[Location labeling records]

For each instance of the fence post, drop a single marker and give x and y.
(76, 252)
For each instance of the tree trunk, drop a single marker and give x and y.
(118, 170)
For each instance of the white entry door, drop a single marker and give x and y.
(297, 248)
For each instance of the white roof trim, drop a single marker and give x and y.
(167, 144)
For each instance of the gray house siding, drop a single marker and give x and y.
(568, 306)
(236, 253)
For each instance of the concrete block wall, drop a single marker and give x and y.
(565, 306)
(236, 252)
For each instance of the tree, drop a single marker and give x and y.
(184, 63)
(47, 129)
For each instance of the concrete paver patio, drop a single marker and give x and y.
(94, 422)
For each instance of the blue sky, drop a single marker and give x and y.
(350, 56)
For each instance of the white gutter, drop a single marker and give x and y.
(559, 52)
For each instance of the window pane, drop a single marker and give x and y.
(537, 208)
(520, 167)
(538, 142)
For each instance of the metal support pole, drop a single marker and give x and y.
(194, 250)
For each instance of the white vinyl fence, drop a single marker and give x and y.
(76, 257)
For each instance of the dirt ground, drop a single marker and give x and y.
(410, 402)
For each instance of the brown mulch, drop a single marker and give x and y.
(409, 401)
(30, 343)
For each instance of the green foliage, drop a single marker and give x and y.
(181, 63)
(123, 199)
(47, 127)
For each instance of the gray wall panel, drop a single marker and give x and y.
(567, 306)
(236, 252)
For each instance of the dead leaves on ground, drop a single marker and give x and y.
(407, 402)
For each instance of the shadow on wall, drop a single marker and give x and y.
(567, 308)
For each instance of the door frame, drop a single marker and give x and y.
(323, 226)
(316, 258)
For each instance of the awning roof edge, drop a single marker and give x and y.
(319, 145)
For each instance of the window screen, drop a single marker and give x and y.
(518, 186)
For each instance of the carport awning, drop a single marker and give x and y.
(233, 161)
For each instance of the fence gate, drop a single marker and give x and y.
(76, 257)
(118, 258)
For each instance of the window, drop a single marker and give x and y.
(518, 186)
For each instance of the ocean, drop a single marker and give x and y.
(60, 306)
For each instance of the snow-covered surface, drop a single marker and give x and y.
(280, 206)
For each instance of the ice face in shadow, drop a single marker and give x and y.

Work required
Your task is to reproduce, exactly and exclusively, the lines from the one holding "For each instance of the brown" through the final line of the listing.

Reply
For each instance of the brown mulch, drop a single marker and give x and y.
(409, 401)
(30, 343)
For each instance of the green foliage, drop a single marker and give x and y.
(181, 63)
(123, 199)
(47, 127)
For each instance of the gray wall panel, drop a single marker and give x and y.
(567, 306)
(236, 252)
For each instance of the dead leaves on ground, drop a single marker and give x and y.
(407, 402)
For each instance of the shadow on wall, drop a single marker and give x and y.
(567, 308)
For each instance of the door frame, drop a single marker and give x and y.
(323, 226)
(316, 258)
For each instance of the awning roof edge, drop a single marker and give x and y.
(319, 145)
For each instance of the window screen, drop a single marker and give x and y.
(518, 186)
For each instance of the carport awning, drop a single marker and give x and y.
(233, 161)
For each instance of the fence gate, drop a single marker and give x and y.
(76, 257)
(118, 258)
For each instance of the window, drop a single marker and give x and y.
(518, 186)
For each instance of the ocean, drop a single marker and give x and y.
(60, 306)
For each instance of the snow-covered surface, drop a single marker and give x and y.
(280, 206)
For each instance of the ice face in shadow, drop a single marker and give x and y.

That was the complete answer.